***** Exercise material *****

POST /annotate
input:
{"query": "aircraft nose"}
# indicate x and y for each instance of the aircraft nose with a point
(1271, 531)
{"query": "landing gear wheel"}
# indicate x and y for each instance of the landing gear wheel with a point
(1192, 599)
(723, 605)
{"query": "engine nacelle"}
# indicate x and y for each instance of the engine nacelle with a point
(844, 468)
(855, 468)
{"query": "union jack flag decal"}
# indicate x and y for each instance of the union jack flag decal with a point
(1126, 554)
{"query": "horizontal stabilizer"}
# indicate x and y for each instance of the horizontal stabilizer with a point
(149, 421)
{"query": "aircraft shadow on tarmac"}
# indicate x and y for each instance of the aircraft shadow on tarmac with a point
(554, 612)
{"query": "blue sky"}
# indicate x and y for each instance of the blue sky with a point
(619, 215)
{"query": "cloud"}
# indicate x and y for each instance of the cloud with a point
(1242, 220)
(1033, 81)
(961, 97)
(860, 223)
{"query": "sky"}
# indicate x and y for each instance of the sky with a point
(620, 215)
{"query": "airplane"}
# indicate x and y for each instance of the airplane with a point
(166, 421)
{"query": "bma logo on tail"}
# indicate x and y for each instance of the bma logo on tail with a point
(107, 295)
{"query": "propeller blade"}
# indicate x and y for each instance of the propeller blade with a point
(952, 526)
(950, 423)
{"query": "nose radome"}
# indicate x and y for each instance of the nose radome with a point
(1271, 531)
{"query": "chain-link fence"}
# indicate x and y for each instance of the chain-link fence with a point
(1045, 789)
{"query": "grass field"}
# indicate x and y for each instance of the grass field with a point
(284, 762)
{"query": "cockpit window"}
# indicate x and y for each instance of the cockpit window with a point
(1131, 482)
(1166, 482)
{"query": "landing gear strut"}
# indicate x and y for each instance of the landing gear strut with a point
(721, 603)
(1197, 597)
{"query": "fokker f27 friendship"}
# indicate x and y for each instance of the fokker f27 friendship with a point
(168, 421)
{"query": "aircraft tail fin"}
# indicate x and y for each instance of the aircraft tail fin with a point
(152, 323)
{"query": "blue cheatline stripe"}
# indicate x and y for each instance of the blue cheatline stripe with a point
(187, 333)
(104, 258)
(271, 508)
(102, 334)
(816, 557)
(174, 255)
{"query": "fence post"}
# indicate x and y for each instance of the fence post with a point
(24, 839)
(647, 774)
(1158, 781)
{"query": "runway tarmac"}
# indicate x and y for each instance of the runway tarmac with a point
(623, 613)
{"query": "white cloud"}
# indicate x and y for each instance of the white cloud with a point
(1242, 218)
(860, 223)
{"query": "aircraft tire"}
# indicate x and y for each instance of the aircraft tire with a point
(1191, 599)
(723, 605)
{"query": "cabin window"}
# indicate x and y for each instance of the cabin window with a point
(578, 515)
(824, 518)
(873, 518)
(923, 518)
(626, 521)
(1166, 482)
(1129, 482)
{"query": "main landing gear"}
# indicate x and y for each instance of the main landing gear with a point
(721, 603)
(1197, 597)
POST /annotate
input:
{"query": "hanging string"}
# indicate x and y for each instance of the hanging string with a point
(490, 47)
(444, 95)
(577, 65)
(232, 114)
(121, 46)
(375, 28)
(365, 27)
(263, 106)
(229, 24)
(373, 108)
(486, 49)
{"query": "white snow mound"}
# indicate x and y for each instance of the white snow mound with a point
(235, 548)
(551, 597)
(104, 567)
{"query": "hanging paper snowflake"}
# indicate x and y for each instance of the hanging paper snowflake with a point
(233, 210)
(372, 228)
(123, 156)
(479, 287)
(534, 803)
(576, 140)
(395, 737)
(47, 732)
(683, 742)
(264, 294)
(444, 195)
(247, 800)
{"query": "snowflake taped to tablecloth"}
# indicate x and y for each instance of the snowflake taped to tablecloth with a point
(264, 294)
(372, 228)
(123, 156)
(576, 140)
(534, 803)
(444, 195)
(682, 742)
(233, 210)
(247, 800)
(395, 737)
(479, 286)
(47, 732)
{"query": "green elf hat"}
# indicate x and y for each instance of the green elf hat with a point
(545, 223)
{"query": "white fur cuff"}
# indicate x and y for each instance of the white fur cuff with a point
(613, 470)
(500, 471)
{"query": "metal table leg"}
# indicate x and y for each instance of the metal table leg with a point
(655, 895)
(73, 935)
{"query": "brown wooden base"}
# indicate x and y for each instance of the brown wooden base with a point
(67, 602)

*****

Brief — Pull out every line of the items that contains the word "white", matching case exactly.

Exercise result —
{"query": "white cloud"}
# indicate x and y for each instance of the white cloud with a point
{"query": "white snow mound"}
# indicate x and y for each instance of the white snow mound with a point
{"query": "white fur cuff"}
# indicate x and y for each instance of the white fur cuff with a point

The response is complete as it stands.